UN ANONYMAT DÉJÀ TRÈS RELATIF
Le levée de l’anonymat, une mesure miracle ? Renseignements pris, pas si sûr. Dans les faits, il s’agit déjà d’une notion très relative sur internet. Hormis quelques hackeurs insaisissables, l’immense majorité des internautes, qui sèment des petits cailloux à longueur de navigation, sont déjà traçables sur internet et peuvent être retrouvés, à condition de s’en donner les moyens. " Les gens qui le veulent peuvent se rendre plus difficilement traçable sur internet, mais ce n’est pas pour tout le monde, ce n’est pas à la portée du petit apprenti djihadiste ", nous confirme Stéphane Bortzmeyer, ingénieur en réseaux informatiques. Ne laisser aucune emprunte en ligne relève, selon ce militant des libertés sur internet, de la gageure. " L’anonymat sur internet, ça revient au mode de pensée d’un espion en territoire ennemi, à la moindre erreur, vous êtes démasqué. Ça demande une mentalité paranoïaque. "
DONNER PLUS DE MOYENS POUR DÉMASQUER LES HARCELEURS
Bien sûr, le fil peut être difficile à tirer pour les enquêteurs, si la personne recherchée a employé le réseau Tor, conçu pour dérouter les pisteurs, ou un réseau virtuel privé (VPN), qui masque l’adresse IP réelle de son utilisateur en faisant transiter les données par une succession de serveurs à l’étranger. Mais les outils judiciaires et techniques permettant de remonter à l’identité d’un internaute existent déjà. Ils ont déjà été employés avec succès, par exemple pour démasquer et condamner, en février 2017, les deux « twittos » anonymes qui avaient proféré des insultes homophobes à l’encontre du responsable communiste Ian Brossat. De même, « Quatrecentrois » et « Tintindealer », internautes qui figuraient sous pseudonymes parmi les harceleurs de la journaliste Nadia Daam, ont été condamnés en juillet 2017. " L’expérience montre que si on le veut, on peut tout à fait. Seulement, la tendance n’est pas à l’extension des services publics ", regrette Stéphane Bortzmeyer.
Le problème des moyens alloués pour révéler l’identité des auteurs de cyber-harcèlement ou de discours haineux se pose. " L’ensemble de la sphère policière et judiciaire n’est pas à jour sur ces questions ", relève ainsi Lucile Merra, docteur en sociologie et auteur d’une thèse sur les « médias sociaux ». Les possibilités de signalement, d’opposition et de recours sont quasi-nulles aujourd’hui. " Dans l’état actuel des choses, ces pratiques sont rarement condamnées, certainement par manque de moyens alloués aux enquêtes et surtout par manque d’application de sanctions fermes. "
☆ ☆ ☆ ☆ ☆
Répondez brièvement à chaque question d'après le texte sur l'anonymat en ligne.
1. Selon Stéphane Bortzmeyer, quelle mentalité l'anonymat sur internet demande-t-il ?
2. À quelle date ont été condamnés les deux « twittos » anonymes qui avaient insulté Ian Brossat ?
3. Dans quelle discipline Lucile Merra est-elle docteur ?

Matériel fourni =>
☆ ☆ ☆ ☆ ☆
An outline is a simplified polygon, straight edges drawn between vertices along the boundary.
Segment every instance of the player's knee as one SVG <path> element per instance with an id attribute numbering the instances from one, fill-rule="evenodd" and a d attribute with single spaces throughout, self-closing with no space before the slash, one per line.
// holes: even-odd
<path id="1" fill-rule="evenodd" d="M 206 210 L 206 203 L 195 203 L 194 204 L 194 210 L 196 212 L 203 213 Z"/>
☆ ☆ ☆ ☆ ☆
Réponse finale =>
1. Une mentalité paranoïaque.
2. En février 2017.
3. En sociologie.